#### Problem
Please say, based on the essay on gendering practices, what practice theory has paid limited attention to.

#### Document text
::::::

The Journal of Practice Theory
Vol 1.
Essays
DOI: 10.71936/3jpf-vy39
ISSN 3050-0370
Gendering Practices: Feminist Perspectives Transforming Practice Theory
Barbara Poggio[1] – Sociology and Social Research, University of Trento
Abstract
In this essay I intend to explore the intertwining of feminist and gender perspectives and practice theory, highlighting their mutual contributions and potential synergies. On the one hand, a practice-based approach offers a relevant framework for studying gender, shifting the focus of analysis to actual activities, situated actions, and material arrangements. On the other, feminist research, which has long proposed a conceptualisation of gender as social practice, can enrich the debate on practices, bringing to light the ways in which power and inequality are woven into the fabric of practices. Finally, I will attempt to outline some directions for future research that bridge practice theory and feminist research, foregrounding embodiment and the intertwining of power and materiality.
Keywords
feminism, gender, power, transformation
Introduction
The study of practices has become a cornerstone of contemporary social theory and research, offering a powerful lens to understand how social and organisational life is enacted through embodied, material, and situated actions. Yet, despite its focus on the dynamics and processes of everyday life, practice theory has paid limited attention to power dimensions and to gender issues in particular. Feminist scholarship, with its longstanding attention to how gender operates as both a structure and a practice, provides valuable tools to address this gap. By framing gender as a social practice, feminist studies not only align with core tenets of practice theory but also challenge its inattention to the dimensions of gender and power, bringing to light the ways in which power and inequality are woven into the fabric of practices. This contribution intends to explore this productive intersection, illustrating how feminist perspectives and gender studies can expand the analytical potential of practices theory while also deepening our understanding of the gendered dimensions of social life.

::::::

#### Given information
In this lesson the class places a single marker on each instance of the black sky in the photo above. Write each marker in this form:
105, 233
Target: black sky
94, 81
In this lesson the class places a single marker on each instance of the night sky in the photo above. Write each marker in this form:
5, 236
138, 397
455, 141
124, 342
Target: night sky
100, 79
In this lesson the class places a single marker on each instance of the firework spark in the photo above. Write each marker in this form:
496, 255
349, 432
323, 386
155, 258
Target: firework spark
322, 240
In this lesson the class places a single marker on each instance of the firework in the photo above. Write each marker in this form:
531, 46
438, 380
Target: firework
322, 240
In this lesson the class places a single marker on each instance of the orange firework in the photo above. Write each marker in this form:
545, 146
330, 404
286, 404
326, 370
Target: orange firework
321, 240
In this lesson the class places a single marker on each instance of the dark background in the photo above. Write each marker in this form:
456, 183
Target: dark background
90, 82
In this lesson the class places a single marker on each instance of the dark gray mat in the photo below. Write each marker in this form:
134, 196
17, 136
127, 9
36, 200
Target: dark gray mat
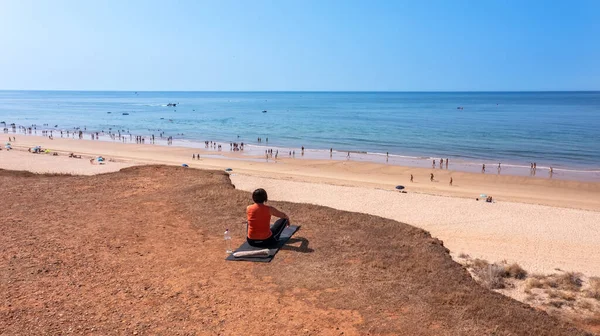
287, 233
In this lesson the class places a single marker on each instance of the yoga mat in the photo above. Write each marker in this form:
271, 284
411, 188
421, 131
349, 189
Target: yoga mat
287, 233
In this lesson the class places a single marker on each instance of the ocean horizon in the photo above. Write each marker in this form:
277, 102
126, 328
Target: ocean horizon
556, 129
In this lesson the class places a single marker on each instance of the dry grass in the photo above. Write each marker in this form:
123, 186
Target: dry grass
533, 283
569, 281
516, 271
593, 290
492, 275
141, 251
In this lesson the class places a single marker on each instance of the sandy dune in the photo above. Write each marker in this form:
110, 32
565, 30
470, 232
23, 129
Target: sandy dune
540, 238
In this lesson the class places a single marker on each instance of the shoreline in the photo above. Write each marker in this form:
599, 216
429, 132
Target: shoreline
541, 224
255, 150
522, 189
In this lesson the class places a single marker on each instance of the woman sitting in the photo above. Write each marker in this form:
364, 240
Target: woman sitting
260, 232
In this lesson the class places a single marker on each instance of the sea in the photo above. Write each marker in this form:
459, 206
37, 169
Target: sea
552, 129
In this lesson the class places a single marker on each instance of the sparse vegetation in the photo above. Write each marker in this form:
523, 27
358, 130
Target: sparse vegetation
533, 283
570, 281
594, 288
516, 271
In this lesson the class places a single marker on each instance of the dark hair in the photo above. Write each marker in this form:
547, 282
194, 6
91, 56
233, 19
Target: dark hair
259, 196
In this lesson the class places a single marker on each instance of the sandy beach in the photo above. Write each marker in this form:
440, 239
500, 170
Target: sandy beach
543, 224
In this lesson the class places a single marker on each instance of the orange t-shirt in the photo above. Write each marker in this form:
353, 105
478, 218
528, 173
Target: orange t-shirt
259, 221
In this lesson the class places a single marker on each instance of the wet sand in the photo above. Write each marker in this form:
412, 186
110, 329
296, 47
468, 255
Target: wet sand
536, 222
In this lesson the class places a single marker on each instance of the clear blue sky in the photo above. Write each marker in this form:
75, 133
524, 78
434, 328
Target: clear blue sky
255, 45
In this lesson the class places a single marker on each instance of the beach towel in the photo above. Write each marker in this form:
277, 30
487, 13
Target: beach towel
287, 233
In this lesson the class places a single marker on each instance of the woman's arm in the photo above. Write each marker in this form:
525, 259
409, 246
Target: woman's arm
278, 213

::::::

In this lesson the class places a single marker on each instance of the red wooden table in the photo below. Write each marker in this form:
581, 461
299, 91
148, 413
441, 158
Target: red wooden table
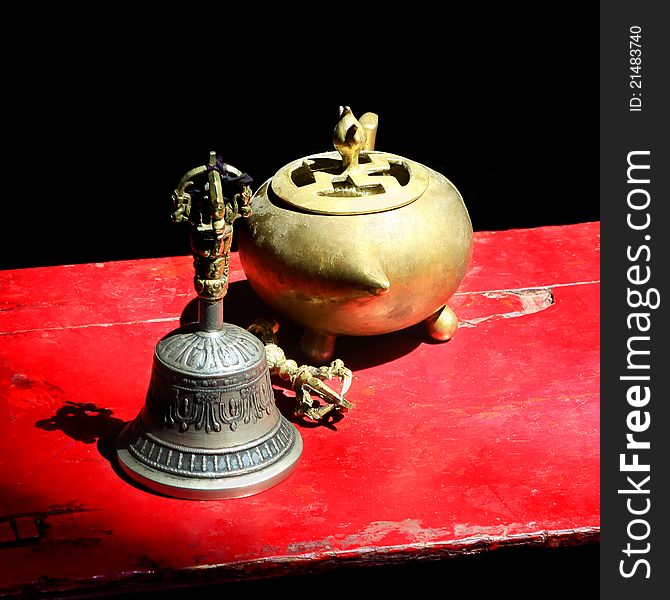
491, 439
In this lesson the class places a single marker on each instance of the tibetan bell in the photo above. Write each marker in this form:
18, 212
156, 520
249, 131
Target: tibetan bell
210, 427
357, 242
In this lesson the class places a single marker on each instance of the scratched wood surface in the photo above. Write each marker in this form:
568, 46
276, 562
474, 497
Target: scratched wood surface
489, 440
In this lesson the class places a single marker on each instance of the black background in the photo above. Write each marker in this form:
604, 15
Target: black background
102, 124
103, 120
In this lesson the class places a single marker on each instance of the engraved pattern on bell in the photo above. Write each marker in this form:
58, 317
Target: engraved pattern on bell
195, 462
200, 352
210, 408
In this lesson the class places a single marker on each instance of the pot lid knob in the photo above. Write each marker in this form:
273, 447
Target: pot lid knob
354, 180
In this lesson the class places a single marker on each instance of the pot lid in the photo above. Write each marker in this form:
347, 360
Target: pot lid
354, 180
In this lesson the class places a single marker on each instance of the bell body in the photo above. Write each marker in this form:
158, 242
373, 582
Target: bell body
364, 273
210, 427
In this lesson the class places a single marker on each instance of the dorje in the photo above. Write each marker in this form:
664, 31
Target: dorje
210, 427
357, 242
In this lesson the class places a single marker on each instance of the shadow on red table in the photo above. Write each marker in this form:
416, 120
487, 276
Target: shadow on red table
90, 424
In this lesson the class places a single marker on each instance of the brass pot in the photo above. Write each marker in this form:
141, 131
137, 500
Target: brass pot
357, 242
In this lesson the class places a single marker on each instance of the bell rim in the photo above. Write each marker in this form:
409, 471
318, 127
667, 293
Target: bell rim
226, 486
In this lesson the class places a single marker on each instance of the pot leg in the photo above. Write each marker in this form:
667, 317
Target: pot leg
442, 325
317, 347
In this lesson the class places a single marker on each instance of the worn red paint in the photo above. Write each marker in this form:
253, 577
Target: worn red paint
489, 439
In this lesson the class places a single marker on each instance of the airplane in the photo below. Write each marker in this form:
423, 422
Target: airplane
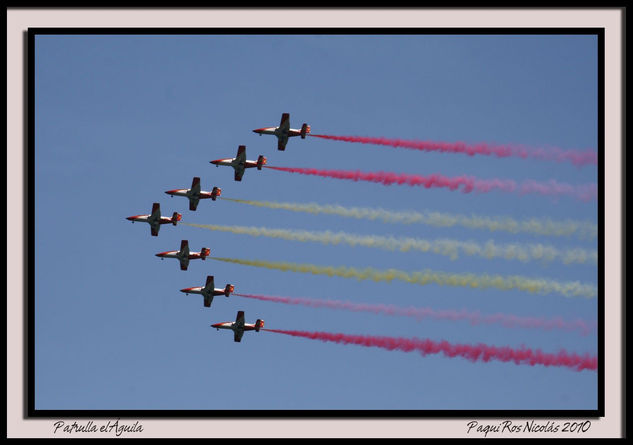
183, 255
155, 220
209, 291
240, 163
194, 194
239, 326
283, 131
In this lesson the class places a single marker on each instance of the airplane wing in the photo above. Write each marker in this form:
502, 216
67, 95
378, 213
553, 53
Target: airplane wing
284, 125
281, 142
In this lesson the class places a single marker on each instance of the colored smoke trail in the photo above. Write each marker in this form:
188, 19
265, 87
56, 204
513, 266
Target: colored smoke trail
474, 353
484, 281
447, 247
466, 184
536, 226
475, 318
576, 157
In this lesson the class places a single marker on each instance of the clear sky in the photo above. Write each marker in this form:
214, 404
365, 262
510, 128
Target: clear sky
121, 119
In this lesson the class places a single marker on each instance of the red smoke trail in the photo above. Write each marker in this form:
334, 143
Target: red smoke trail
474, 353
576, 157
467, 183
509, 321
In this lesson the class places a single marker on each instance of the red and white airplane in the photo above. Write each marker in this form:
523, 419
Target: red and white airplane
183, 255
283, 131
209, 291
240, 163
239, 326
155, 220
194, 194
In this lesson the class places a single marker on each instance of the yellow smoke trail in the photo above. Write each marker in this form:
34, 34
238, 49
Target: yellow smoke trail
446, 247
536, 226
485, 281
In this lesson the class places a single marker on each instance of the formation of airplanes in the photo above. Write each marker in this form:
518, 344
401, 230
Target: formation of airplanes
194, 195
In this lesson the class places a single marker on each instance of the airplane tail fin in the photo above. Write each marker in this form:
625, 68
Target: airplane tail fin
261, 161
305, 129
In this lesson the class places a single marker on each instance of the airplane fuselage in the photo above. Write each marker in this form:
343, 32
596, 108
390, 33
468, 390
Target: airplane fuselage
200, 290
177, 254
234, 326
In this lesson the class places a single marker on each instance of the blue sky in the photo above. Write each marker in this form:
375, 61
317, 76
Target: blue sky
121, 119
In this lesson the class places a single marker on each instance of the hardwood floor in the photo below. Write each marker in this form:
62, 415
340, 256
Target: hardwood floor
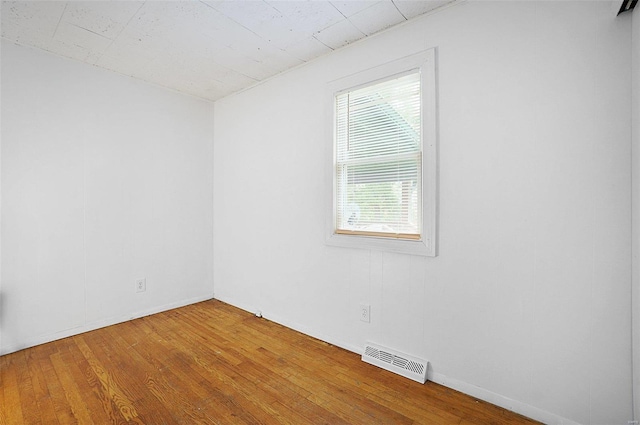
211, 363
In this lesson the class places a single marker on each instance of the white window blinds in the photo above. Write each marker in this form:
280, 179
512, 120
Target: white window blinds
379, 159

::::::

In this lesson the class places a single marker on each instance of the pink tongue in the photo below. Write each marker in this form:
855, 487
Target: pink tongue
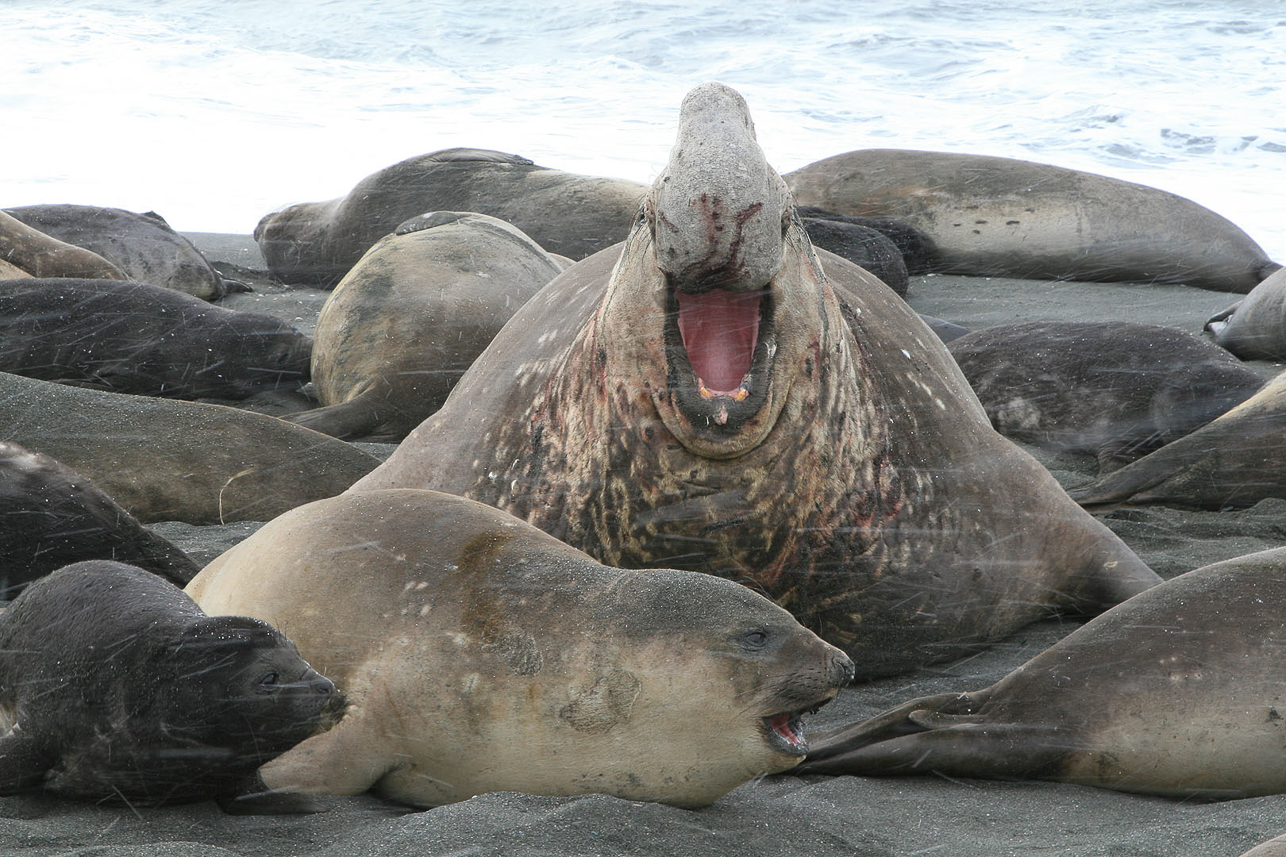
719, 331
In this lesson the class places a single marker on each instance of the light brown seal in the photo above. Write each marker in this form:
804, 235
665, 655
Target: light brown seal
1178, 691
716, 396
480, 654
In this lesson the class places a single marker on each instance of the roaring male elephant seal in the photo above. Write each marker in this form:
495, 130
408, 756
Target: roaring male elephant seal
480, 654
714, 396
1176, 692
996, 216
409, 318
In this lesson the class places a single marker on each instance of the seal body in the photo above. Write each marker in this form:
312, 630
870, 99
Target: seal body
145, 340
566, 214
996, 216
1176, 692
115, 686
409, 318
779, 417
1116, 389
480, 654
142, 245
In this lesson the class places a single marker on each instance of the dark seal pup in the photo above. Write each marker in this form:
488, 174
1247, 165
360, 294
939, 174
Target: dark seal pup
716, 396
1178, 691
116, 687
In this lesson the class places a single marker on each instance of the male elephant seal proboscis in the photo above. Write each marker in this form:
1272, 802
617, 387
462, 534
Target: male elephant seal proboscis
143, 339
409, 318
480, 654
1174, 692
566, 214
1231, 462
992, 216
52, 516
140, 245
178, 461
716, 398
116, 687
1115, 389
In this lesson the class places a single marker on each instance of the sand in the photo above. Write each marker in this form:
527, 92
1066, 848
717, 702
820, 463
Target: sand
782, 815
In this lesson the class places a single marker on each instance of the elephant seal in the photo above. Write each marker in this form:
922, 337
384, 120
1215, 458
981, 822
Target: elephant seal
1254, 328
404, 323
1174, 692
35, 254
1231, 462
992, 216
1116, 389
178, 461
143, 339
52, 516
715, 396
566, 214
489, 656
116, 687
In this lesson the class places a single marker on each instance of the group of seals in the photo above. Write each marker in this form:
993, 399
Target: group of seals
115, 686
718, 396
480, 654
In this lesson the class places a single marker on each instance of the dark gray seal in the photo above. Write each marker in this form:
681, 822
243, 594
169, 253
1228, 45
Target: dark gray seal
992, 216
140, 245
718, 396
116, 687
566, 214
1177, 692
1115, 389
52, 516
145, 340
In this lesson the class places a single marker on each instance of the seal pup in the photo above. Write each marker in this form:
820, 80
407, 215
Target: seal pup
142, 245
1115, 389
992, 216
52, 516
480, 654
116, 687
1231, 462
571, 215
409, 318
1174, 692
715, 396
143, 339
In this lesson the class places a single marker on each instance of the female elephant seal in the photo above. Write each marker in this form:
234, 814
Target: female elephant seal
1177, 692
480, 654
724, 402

::::::

#### Task response
Power dimensions, and gender issues in particular.